*WHAT TO PRODUCE:* Quote exactly, and only, the lines from the one with "One point per instance, each like (2, 257)." through the end of the listing.

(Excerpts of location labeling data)
- - -

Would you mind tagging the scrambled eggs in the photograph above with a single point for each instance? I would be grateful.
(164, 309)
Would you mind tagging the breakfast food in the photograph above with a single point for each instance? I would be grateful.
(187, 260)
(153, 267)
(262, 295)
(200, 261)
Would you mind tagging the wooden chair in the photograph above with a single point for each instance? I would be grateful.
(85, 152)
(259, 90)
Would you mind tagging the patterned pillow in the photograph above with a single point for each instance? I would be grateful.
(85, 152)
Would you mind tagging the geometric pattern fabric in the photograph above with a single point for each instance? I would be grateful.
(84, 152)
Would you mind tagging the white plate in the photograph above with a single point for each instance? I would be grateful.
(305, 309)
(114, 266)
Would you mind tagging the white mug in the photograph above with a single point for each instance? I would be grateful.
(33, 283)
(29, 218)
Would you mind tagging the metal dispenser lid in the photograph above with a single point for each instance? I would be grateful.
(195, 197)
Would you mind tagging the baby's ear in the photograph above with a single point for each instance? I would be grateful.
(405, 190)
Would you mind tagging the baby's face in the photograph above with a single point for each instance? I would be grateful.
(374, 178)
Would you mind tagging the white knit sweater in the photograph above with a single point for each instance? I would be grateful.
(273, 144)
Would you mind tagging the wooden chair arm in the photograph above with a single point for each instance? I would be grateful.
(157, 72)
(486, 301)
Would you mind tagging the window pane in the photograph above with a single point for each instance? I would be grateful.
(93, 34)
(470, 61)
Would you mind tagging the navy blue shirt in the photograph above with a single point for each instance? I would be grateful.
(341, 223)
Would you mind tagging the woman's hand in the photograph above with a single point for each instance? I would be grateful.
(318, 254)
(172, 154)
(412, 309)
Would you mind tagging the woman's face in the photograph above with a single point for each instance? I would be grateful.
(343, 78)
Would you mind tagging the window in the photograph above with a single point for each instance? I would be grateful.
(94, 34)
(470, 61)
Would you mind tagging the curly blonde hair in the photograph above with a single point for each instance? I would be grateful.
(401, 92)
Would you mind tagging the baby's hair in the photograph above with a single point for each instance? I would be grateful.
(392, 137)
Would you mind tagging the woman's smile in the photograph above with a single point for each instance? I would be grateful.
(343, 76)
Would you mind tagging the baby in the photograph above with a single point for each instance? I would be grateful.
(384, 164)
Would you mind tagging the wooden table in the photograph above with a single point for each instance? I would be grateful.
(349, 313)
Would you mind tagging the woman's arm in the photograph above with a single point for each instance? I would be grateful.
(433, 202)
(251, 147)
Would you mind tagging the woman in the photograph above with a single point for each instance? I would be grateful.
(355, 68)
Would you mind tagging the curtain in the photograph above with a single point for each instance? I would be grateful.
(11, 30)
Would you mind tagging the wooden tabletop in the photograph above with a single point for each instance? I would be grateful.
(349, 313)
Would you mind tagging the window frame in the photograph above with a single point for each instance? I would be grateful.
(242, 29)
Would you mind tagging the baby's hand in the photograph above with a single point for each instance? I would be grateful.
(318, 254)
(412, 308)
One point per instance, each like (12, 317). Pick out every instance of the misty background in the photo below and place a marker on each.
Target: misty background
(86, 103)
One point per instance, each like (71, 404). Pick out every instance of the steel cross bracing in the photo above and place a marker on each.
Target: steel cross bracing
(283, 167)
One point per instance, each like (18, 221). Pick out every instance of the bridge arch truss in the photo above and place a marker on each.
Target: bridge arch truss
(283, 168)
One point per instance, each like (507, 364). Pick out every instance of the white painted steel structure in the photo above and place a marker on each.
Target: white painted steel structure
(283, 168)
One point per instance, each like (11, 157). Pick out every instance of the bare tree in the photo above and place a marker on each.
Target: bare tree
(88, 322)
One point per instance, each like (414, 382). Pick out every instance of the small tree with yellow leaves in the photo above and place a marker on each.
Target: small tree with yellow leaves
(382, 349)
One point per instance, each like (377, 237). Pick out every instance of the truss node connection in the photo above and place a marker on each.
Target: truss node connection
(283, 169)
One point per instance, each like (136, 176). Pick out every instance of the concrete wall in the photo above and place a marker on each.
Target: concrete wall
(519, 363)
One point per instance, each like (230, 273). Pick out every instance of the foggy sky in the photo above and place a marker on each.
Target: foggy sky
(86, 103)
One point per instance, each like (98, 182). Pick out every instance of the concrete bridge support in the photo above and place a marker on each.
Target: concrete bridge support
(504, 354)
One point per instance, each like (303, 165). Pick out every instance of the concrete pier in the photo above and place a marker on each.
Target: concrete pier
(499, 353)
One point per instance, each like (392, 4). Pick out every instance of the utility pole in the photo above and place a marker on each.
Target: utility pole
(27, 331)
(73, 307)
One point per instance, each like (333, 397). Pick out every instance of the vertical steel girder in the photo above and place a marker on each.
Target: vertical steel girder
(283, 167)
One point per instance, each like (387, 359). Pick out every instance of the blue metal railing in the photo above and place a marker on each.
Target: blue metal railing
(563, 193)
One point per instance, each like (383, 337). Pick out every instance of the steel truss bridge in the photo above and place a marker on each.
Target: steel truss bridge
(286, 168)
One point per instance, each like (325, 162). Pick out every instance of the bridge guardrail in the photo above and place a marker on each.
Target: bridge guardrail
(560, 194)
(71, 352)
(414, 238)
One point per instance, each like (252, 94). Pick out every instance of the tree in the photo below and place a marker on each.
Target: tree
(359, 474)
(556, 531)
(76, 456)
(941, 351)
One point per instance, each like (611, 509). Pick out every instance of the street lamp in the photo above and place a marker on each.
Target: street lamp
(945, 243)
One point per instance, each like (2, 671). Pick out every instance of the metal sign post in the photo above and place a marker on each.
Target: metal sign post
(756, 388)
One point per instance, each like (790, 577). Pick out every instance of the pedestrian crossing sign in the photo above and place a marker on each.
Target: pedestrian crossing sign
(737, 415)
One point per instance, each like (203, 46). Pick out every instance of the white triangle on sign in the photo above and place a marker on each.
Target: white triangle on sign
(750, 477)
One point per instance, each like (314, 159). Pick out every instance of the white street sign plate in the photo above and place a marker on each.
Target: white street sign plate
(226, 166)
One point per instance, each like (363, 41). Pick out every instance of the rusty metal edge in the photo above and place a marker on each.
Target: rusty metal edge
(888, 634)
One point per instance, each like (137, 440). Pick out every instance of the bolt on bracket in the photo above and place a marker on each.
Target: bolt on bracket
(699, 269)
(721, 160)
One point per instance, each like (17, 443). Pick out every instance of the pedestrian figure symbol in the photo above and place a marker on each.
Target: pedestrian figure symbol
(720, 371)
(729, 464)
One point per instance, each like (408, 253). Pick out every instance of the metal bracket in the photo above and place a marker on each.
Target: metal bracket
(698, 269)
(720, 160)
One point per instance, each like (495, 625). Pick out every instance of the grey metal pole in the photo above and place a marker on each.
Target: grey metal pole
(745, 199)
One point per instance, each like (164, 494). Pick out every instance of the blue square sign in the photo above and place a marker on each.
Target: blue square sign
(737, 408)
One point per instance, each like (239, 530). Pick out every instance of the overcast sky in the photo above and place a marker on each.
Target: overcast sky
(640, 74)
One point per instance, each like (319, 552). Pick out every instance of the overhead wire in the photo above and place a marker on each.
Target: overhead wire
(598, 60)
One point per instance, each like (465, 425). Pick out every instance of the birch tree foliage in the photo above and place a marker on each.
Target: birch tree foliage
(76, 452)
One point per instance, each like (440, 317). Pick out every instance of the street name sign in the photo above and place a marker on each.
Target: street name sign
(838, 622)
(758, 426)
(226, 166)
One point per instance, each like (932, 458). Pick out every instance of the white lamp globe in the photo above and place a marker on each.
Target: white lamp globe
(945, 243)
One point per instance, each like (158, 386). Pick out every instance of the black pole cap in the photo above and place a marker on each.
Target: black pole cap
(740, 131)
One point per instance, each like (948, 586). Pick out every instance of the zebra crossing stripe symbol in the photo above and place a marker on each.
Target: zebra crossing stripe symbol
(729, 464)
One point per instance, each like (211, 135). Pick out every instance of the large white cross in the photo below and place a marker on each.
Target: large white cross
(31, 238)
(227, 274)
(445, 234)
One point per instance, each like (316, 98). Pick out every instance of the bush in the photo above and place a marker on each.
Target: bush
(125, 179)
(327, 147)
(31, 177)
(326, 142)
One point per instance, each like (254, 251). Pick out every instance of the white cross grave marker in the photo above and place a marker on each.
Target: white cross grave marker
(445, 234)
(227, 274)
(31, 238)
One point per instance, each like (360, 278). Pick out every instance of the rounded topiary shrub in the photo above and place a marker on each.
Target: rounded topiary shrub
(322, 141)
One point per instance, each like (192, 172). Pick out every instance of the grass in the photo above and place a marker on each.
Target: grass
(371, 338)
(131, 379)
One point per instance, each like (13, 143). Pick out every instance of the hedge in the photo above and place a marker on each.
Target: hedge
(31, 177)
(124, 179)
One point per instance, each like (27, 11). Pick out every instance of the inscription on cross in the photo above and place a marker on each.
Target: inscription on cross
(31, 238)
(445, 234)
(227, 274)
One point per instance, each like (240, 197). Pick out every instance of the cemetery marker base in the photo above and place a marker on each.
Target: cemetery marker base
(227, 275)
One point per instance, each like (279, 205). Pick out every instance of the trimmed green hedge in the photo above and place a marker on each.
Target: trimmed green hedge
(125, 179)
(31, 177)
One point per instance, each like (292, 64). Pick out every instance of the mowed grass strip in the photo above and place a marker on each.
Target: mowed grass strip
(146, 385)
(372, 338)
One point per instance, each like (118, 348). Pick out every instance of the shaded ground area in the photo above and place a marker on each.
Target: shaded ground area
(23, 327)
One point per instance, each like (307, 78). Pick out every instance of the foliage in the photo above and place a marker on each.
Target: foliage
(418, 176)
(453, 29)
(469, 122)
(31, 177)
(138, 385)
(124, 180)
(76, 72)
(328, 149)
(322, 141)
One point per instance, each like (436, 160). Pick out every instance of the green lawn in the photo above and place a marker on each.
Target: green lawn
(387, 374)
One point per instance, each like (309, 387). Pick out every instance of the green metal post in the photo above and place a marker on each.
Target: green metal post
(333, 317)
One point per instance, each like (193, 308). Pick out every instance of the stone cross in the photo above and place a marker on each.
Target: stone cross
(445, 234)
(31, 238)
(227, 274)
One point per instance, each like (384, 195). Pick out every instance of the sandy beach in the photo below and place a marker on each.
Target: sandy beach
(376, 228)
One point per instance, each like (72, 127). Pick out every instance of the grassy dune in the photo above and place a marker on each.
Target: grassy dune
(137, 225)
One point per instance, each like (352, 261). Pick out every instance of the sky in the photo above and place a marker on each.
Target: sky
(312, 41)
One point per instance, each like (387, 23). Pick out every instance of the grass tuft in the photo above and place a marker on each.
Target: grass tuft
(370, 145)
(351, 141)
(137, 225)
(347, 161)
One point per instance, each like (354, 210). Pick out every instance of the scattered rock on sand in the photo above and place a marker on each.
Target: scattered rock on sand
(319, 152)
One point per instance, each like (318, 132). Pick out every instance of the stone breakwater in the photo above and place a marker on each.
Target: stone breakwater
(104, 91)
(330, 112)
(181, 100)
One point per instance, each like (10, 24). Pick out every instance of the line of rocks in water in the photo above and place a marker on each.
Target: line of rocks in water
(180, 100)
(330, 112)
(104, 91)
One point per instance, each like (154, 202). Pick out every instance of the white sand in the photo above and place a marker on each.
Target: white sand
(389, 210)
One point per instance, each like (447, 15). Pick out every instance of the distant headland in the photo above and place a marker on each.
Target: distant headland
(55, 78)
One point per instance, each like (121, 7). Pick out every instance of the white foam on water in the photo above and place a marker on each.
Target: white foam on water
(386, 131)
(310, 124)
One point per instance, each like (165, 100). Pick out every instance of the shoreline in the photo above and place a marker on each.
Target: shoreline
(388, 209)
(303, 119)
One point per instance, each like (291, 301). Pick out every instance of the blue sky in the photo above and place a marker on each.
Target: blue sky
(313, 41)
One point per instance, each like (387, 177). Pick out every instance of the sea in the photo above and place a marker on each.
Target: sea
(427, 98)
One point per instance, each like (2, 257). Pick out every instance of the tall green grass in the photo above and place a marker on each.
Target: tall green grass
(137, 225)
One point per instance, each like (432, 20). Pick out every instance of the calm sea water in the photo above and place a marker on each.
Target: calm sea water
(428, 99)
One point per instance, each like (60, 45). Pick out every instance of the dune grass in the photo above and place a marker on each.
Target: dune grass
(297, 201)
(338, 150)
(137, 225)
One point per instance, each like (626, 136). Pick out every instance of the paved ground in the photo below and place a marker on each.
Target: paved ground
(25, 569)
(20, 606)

- - -

*RESPONSE:*
One point per instance, each like (2, 257). Pick out every instance of the tall green grass in the photo above and place a marker on each.
Target: tall green grass
(137, 225)
One point per instance, each like (432, 20). Pick out every instance of the calm sea water in the photo above and place a marker on each.
Target: calm sea water
(428, 99)
One point per instance, each like (60, 45). Pick out every instance of the dune grass in the photo above and place a marker on each.
Target: dune grass
(297, 201)
(338, 150)
(137, 225)
One point per instance, each like (626, 136). Pick out every instance of the paved ground in the photo below and place a marker on each.
Target: paved ground
(25, 569)
(20, 606)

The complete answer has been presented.